WORK REQUIRED: Return verbatim the run of lines that opens with the line holding "Can you spot the pink" and closes with the last line of the records.

GIVEN RECORDS:
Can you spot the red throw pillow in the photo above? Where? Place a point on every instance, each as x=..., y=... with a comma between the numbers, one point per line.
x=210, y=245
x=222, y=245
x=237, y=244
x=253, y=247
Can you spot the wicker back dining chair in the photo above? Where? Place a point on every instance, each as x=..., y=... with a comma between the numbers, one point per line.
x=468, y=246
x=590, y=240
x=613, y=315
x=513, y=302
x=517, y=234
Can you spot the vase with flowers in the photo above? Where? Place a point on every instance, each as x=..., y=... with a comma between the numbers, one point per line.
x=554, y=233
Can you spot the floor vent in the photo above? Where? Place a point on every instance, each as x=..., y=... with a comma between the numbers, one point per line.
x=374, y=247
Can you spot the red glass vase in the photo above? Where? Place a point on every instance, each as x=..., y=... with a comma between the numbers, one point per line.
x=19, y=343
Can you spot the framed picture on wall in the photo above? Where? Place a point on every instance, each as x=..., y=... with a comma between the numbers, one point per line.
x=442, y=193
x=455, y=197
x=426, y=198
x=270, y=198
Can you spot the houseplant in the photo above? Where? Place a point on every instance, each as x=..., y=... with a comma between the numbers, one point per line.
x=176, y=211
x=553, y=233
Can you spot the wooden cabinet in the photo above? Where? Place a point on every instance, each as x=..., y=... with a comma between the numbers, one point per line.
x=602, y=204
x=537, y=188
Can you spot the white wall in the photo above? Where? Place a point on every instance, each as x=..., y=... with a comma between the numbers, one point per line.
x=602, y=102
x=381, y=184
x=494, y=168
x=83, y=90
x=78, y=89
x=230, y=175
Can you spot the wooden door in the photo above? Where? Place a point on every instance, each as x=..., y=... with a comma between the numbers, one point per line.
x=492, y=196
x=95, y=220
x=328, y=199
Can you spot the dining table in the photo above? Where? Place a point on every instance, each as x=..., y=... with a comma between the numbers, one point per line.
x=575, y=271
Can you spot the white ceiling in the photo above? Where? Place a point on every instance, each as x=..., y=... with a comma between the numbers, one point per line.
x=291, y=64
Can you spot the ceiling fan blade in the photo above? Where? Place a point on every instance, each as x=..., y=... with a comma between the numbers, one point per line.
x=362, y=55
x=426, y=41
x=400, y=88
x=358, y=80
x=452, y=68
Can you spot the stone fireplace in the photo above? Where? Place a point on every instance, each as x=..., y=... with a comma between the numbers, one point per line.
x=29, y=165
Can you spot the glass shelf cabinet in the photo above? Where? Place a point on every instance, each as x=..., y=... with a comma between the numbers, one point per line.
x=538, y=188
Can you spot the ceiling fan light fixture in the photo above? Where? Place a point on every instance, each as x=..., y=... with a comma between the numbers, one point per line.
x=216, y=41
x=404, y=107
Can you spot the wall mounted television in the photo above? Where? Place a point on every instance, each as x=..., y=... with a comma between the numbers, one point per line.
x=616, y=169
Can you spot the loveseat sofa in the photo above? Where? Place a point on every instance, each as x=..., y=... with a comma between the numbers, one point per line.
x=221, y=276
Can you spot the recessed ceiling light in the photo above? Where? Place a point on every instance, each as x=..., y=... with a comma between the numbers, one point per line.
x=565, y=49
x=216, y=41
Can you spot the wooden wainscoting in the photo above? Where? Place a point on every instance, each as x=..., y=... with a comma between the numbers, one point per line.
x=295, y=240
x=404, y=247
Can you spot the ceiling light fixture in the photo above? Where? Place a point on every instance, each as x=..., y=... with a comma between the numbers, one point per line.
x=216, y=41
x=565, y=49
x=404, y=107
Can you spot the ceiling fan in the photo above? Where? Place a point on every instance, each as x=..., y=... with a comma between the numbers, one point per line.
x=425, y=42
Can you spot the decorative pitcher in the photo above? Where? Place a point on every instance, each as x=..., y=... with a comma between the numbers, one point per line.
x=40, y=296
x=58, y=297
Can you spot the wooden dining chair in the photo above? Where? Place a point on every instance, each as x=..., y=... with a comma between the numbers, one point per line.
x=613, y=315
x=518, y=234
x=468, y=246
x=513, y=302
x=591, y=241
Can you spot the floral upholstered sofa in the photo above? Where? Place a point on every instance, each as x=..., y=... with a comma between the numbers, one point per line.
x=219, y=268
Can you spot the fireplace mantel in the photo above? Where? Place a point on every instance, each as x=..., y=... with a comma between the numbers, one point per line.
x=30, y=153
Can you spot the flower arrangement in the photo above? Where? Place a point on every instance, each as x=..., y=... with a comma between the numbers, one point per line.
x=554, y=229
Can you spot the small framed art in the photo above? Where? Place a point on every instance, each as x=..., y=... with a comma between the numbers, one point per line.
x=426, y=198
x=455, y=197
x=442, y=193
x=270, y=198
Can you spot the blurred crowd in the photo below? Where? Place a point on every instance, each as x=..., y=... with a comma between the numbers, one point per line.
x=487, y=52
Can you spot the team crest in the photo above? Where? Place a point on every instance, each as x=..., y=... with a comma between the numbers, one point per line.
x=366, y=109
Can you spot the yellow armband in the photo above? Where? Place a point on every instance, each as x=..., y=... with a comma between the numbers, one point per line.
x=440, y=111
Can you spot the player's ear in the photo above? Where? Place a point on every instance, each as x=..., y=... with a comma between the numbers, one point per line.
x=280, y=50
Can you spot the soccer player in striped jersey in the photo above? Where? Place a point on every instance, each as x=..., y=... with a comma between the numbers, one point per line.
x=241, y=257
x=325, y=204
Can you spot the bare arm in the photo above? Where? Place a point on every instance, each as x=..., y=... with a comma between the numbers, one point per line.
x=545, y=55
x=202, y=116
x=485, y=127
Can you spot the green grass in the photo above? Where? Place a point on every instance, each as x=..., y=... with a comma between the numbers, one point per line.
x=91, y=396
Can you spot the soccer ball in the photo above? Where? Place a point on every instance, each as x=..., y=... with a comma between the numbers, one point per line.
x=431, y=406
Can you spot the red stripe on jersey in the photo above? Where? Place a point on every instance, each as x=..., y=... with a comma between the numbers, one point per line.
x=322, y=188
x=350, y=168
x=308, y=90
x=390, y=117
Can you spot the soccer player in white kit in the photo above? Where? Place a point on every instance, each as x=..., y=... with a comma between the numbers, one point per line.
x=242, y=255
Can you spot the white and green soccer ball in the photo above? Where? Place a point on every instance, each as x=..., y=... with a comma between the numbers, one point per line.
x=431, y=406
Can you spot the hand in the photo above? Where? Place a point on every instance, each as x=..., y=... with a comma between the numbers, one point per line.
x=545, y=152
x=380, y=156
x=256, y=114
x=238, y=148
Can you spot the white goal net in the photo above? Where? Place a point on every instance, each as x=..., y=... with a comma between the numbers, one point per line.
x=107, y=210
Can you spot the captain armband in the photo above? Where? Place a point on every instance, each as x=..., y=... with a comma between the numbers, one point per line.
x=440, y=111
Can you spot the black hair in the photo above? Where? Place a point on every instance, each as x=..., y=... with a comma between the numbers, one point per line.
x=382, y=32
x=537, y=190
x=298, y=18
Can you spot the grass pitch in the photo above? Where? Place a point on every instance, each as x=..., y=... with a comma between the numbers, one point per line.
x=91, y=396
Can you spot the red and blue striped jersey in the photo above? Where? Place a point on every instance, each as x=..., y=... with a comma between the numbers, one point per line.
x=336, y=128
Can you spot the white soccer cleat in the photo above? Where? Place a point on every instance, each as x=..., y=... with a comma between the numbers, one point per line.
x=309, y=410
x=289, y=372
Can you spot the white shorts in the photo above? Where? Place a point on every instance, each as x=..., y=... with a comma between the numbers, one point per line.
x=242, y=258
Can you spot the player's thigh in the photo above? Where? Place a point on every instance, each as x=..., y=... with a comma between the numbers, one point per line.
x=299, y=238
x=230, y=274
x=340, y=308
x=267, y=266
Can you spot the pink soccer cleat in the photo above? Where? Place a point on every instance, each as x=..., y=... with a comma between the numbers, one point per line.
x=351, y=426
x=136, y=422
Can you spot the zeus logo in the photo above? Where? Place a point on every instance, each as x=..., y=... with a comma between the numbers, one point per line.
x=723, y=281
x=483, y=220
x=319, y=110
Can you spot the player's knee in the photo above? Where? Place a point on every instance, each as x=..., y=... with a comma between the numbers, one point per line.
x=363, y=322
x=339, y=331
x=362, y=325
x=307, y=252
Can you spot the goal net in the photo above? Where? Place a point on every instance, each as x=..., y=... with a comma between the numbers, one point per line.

EXERCISE RESULT:
Can you spot the pink soccer cleat in the photo above? Where? Place a point on every instance, each as x=..., y=... with a comma between the numbers, one point per line.
x=351, y=426
x=136, y=422
Can you spot the zeus logo in the photo above? Where? Place a point on every instance, each as x=..., y=... with a comma between the numbers, one point per line.
x=723, y=281
x=483, y=220
x=319, y=110
Can you spot the player's knee in the photo above? Where? Place a point on every instance, each as x=..., y=... with a comma between the numbers, one point per line.
x=363, y=322
x=339, y=331
x=362, y=325
x=307, y=252
Can you spot the goal net in the photo above? Where? Place a point on every instance, each as x=..., y=... with a comma between the numbers, one point per line.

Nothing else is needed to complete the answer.